Set out every line of the data below as a Markdown table with two columns, Row and Data line: number the rows in order, give each line in full, and leave out blank lines. Omit the pictures.

---+---

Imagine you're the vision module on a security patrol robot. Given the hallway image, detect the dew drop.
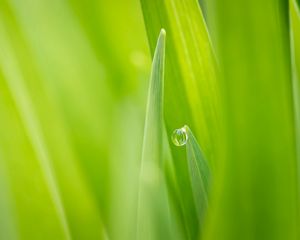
[172,126,188,147]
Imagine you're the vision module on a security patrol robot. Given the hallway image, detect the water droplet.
[172,126,188,147]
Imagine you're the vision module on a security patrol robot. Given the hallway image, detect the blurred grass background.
[0,0,151,239]
[0,0,300,240]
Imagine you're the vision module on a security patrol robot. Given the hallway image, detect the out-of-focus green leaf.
[141,0,220,238]
[205,0,299,240]
[137,30,170,239]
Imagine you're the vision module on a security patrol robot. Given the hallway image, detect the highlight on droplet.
[171,126,188,147]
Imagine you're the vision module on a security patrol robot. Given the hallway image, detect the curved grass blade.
[141,0,220,236]
[137,30,169,239]
[205,0,299,240]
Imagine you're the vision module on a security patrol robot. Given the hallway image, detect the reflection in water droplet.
[172,126,188,146]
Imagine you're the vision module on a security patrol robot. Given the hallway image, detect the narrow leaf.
[141,0,220,238]
[184,126,211,225]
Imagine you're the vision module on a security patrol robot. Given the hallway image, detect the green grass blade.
[141,0,220,238]
[184,126,211,226]
[137,30,169,239]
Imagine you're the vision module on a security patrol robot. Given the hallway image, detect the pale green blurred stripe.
[206,0,299,240]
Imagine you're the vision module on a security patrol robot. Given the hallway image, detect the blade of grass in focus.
[141,0,220,238]
[205,0,299,240]
[184,126,211,230]
[137,29,170,239]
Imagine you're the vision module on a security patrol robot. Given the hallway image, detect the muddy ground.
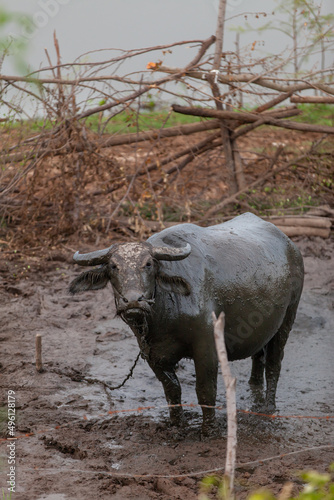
[0,238,334,500]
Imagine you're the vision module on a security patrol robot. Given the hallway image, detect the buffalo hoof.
[170,411,187,428]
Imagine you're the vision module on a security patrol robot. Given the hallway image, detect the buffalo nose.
[121,290,144,304]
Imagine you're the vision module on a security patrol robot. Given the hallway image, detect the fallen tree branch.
[290,95,334,104]
[154,66,334,95]
[172,104,334,134]
[199,138,322,223]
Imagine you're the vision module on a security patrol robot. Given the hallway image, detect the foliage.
[295,104,334,127]
[249,464,334,500]
[0,7,32,73]
[198,464,334,500]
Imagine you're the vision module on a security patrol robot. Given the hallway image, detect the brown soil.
[0,234,334,500]
[0,129,334,500]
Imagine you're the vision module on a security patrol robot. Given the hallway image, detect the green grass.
[294,104,334,127]
[0,109,201,134]
[86,109,201,134]
[0,104,334,134]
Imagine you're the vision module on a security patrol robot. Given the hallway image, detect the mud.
[0,238,334,500]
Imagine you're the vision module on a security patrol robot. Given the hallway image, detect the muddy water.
[0,236,334,500]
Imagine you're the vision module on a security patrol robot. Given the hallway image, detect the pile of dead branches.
[0,2,334,244]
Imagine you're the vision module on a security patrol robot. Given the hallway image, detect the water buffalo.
[70,213,304,434]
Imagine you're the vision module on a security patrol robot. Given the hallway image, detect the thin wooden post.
[212,312,237,498]
[36,333,43,373]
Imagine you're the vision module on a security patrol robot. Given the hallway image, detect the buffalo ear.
[157,271,191,295]
[69,266,109,295]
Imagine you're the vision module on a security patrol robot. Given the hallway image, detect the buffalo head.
[70,243,191,323]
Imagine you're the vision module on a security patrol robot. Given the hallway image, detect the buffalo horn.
[152,243,191,260]
[73,246,112,266]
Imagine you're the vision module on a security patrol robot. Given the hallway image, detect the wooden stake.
[36,333,43,373]
[212,312,237,498]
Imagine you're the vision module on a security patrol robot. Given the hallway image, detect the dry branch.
[100,120,219,148]
[199,140,321,223]
[290,95,334,104]
[172,104,334,134]
[212,312,237,498]
[155,66,334,95]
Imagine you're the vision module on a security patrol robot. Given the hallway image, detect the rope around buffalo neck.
[82,351,141,391]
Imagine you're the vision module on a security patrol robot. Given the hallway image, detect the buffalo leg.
[265,303,298,412]
[194,346,218,435]
[249,349,266,386]
[149,362,184,425]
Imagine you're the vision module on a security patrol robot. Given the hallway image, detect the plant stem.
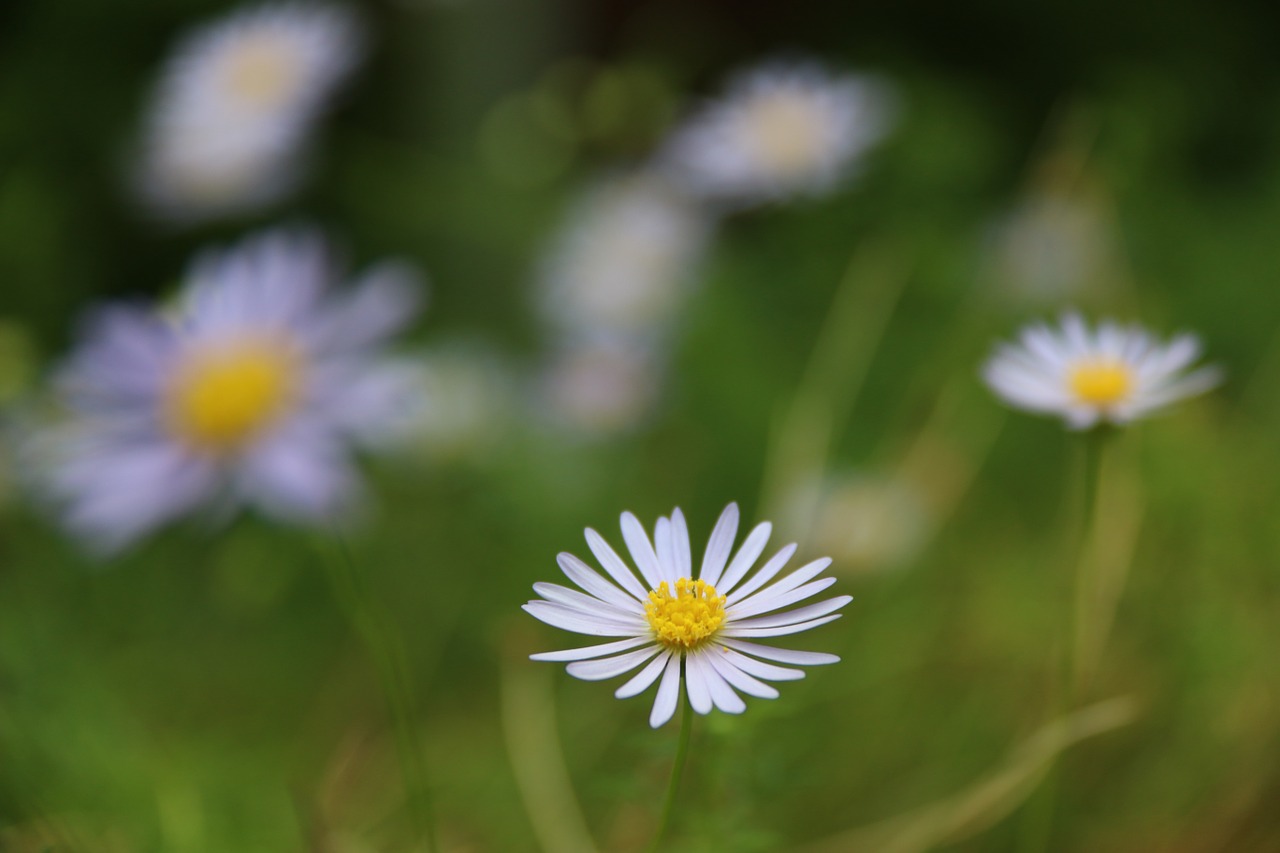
[649,661,694,853]
[329,532,439,853]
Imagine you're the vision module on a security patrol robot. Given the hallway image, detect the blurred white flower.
[536,173,712,338]
[983,314,1221,429]
[524,503,852,727]
[137,1,361,222]
[813,474,933,571]
[658,61,895,205]
[991,191,1115,302]
[29,225,420,552]
[408,342,516,459]
[539,341,662,434]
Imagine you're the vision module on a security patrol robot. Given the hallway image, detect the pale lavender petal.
[650,654,680,729]
[613,649,671,699]
[586,528,649,601]
[723,639,840,666]
[564,644,662,681]
[529,637,653,662]
[698,503,739,587]
[716,521,773,596]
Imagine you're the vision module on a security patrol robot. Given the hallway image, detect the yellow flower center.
[746,92,823,175]
[1068,361,1134,406]
[644,578,724,649]
[165,341,298,452]
[225,36,298,109]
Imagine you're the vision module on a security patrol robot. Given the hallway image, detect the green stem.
[329,532,439,852]
[649,661,694,853]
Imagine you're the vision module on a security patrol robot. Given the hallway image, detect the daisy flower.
[524,503,852,727]
[982,314,1221,429]
[658,61,893,205]
[536,173,710,338]
[31,225,419,552]
[138,3,360,220]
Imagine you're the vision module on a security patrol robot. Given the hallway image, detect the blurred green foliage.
[0,0,1280,853]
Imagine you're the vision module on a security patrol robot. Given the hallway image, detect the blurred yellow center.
[227,36,298,109]
[644,578,724,649]
[165,341,297,452]
[746,92,822,174]
[1069,361,1133,406]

---+---

### In response
| Row | Data line |
|---|---|
| 1 | Imagine you're the vision module on a security patrol robot. Given the hallway image, detect the dew drop. |
| 2 | [172,126,188,147] |
| 3 | Imagine you're the vision module on a security patrol robot. Given the hallway image, detect the water droplet. |
| 4 | [172,126,188,147] |
| 5 | Imagine you're the vision module on a security patrol robot. Given the hallway image, detect the blurred grass background. |
| 6 | [0,0,151,239] |
| 7 | [0,0,300,240] |
| 8 | Imagine you're the vision module on a security patrol robot. Given the hallway image, detect the out-of-focus green leaf. |
| 9 | [141,0,220,238] |
| 10 | [205,0,299,240] |
| 11 | [137,30,170,239] |
| 12 | Imagine you're the vision module on a security patrol robot. Given the hallway image, detect the highlight on droplet. |
| 13 | [171,126,188,147] |
| 14 | Imagine you're the vision module on a security patrol robot. Given the hallway image, detect the curved grass blade. |
| 15 | [141,0,220,236] |
| 16 | [137,30,169,239] |
| 17 | [205,0,299,240] |
| 18 | Imagine you're the vision module on a security patrol robot. Given the hallway image, detect the reflection in water droplet. |
| 19 | [172,126,188,146] |
| 20 | Imagine you're the vision module on a security patrol robot. Given the hallway image, detect the narrow leaf. |
| 21 | [141,0,220,238] |
| 22 | [184,126,211,225] |
| 23 | Imagine you're the vision module on a security patrol robot. Given the hallway image, detect the green grass blade. |
| 24 | [141,0,220,238] |
| 25 | [184,126,211,226] |
| 26 | [137,30,169,239] |
| 27 | Imagine you're the vision module on a security patrol robot. Given the hallway image, detect the pale green blurred stripe. |
| 28 | [206,0,299,240] |
| 29 | Imagine you're the vision module on a security patrol robot. Given the hallway image, detect the blade of grass in focus. |
| 30 | [141,0,220,238] |
| 31 | [205,0,299,240] |
| 32 | [184,126,211,230] |
| 33 | [137,29,170,239] |
| 34 | Imagine you're the vision module on a security patrol robot. Given the hallway image, detect the muddy ground. |
| 35 | [0,238,334,500] |
| 36 | Imagine you're the vision module on a security patrol robot. Given the hallway image, detect the buffalo hoof. |
| 37 | [170,411,187,428] |
| 38 | Imagine you're the vision module on a security patrol robot. Given the hallway image, detect the buffalo nose. |
| 39 | [121,290,144,304] |
| 40 | Imagine you're the vision module on a security patrol robot. Given the hallway image, detect the fallen tree branch. |
| 41 | [290,95,334,104] |
| 42 | [154,66,334,95] |
| 43 | [172,104,334,134] |
| 44 | [199,138,322,223] |
| 45 | Imagine you're the vision module on a security patrol robot. Given the hallway image, detect the foliage. |
| 46 | [295,104,334,127] |
| 47 | [249,464,334,500] |
| 48 | [0,7,32,73] |
| 49 | [198,464,334,500] |
| 50 | Imagine you're the vision module on a security patrol robot. Given the hallway image, detect the brown soil. |
| 51 | [0,234,334,500] |
| 52 | [0,129,334,500] |
| 53 | Imagine you're the vision module on a security patrol robot. Given the hallway image, detect the green grass. |
| 54 | [294,104,334,127] |
| 55 | [0,109,201,134] |
| 56 | [86,109,201,134] |
| 57 | [0,104,334,134] |
| 58 | Imagine you're the vision module on a security patrol robot. Given the hallway image, detect the mud. |
| 59 | [0,238,334,500] |
| 60 | Imagine you're the vision module on a security patrol robot. Given the hallway image, detect the muddy water. |
| 61 | [0,236,334,500] |
| 62 | Imagine you're the vision module on a security patrol robot. Given the hallway image, detect the pile of dead branches. |
| 63 | [0,2,334,244] |
| 64 | Imagine you're the vision module on a security patrol robot. Given the hallway image, detect the water buffalo. |
| 65 | [70,213,304,434] |
| 66 | Imagine you're the vision module on a security patrol robot. Given the hallway image, detect the thin wooden post. |
| 67 | [212,312,237,498] |
| 68 | [36,333,43,373] |
| 69 | Imagine you're the vision module on a security patrol robot. Given the hallway image, detect the buffalo ear. |
| 70 | [157,271,191,295] |
| 71 | [69,266,109,295] |
| 72 | Imagine you're the vision module on a security patrol robot. Given the hallway image, detect the buffalo head. |
| 73 | [70,243,191,323] |
| 74 | Imagine you're the vision module on a security patrol robot. Given the hallway image, detect the buffalo horn. |
| 75 | [152,243,191,260] |
| 76 | [73,246,112,266] |
| 77 | Imagine you're the vision module on a security patrol robot. Given the hallway image, detect the wooden stake. |
| 78 | [36,333,43,373] |
| 79 | [212,312,237,498] |
| 80 | Imagine you're the vision module on a security patrol robot. Given the hallway image, detect the dry branch. |
| 81 | [100,120,219,148] |
| 82 | [199,140,321,223] |
| 83 | [290,95,334,104] |
| 84 | [172,104,334,134] |
| 85 | [212,312,237,498] |
| 86 | [155,66,334,95] |
| 87 | Imagine you're the vision module on a security patrol robot. Given the hallway image, detect the rope around buffalo neck. |
| 88 | [82,351,141,391] |
| 89 | Imagine you're the vision module on a security patrol robot. Given the hallway image, detect the buffalo leg. |
| 90 | [265,303,298,412] |
| 91 | [194,346,218,435] |
| 92 | [249,349,266,386] |
| 93 | [149,362,184,425] |
| 94 | Imagine you're the vision module on a security patrol robot. Given the hallway image, detect the plant stem. |
| 95 | [649,661,694,853] |
| 96 | [329,532,439,853] |
| 97 | Imagine you're the vision module on a security patrol robot. Given the hallway image, detect the blurred white flower. |
| 98 | [536,173,712,338] |
| 99 | [983,314,1221,429] |
| 100 | [524,503,852,727] |
| 101 | [137,1,361,222] |
| 102 | [813,474,933,571] |
| 103 | [658,61,895,205] |
| 104 | [991,191,1115,302] |
| 105 | [29,225,420,552] |
| 106 | [408,342,516,459] |
| 107 | [539,341,662,434] |
| 108 | Imagine you're the vision module on a security patrol robot. Given the hallway image, detect the pale lavender petal. |
| 109 | [650,654,680,729] |
| 110 | [613,649,671,699] |
| 111 | [586,528,649,601] |
| 112 | [723,639,840,666] |
| 113 | [564,644,662,681] |
| 114 | [529,637,653,662] |
| 115 | [698,503,739,587] |
| 116 | [716,521,773,596] |
| 117 | Imagine you're the vision module on a security patrol robot. Given the hallway image, detect the yellow flower center. |
| 118 | [746,92,823,175] |
| 119 | [1068,361,1134,406] |
| 120 | [644,578,724,649] |
| 121 | [165,341,298,452] |
| 122 | [225,36,298,109] |
| 123 | Imagine you're the vision module on a security patrol robot. Given the hallway image, detect the green stem. |
| 124 | [329,532,439,852] |
| 125 | [649,661,694,853] |
| 126 | Imagine you're the vision module on a security patrol robot. Given the hallway image, detect the daisy flower. |
| 127 | [524,503,852,727] |
| 128 | [982,314,1221,429] |
| 129 | [658,61,893,205] |
| 130 | [536,173,710,338] |
| 131 | [31,225,419,552] |
| 132 | [138,3,360,220] |
| 133 | Imagine you're the vision module on a security patrol robot. Given the hallway image, detect the blurred green foliage. |
| 134 | [0,0,1280,853] |
| 135 | Imagine you're the vision module on a security patrol robot. Given the hallway image, detect the blurred yellow center. |
| 136 | [227,36,298,109] |
| 137 | [644,578,724,649] |
| 138 | [165,341,297,452] |
| 139 | [746,92,822,174] |
| 140 | [1069,361,1133,406] |